* **Exercise aim**: Could you show all lines in the entries below that contain the string "instance"?

Stored records
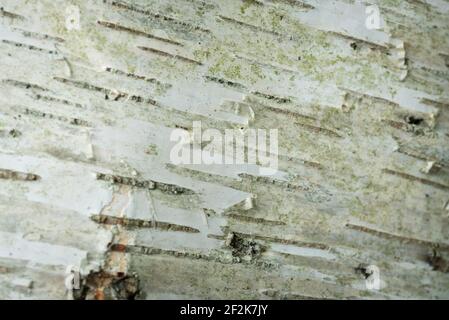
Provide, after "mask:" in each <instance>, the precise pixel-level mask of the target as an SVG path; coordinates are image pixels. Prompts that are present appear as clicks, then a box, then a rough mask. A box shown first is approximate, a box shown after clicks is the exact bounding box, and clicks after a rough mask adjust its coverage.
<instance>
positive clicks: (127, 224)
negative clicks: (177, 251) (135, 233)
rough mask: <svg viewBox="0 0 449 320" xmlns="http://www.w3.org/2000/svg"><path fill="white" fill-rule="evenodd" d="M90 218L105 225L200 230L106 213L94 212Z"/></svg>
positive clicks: (171, 223)
mask: <svg viewBox="0 0 449 320" xmlns="http://www.w3.org/2000/svg"><path fill="white" fill-rule="evenodd" d="M91 219H92V220H93V221H95V222H97V223H100V224H107V225H121V226H124V227H127V228H155V229H159V230H165V231H180V232H188V233H199V232H200V230H198V229H195V228H192V227H188V226H182V225H178V224H174V223H168V222H162V221H153V220H151V221H149V220H141V219H132V218H122V217H113V216H106V215H98V214H94V215H92V216H91Z"/></svg>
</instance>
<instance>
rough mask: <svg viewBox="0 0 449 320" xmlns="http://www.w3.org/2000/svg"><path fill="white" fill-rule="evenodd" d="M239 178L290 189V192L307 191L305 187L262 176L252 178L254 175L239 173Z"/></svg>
mask: <svg viewBox="0 0 449 320" xmlns="http://www.w3.org/2000/svg"><path fill="white" fill-rule="evenodd" d="M239 177H241V178H244V179H249V180H251V181H254V182H263V183H266V184H272V185H276V186H280V187H282V188H286V189H290V190H299V191H307V190H309V189H308V188H306V187H303V186H299V185H295V184H292V183H289V182H287V181H281V180H276V179H271V178H268V177H262V176H254V175H250V174H247V173H240V174H239Z"/></svg>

* **Written solution**:
Provide, after "mask:" in each <instance>, the precise pixel-level mask of the target as an SVG path; coordinates are image pixels. Prompts that are present appear as clicks, then a box, then a rough mask. A box shown first is approximate, a box shown after clicks is the exact bounding box, and clicks after a rough mask adjust its coverage.
<instance>
</instance>
<instance>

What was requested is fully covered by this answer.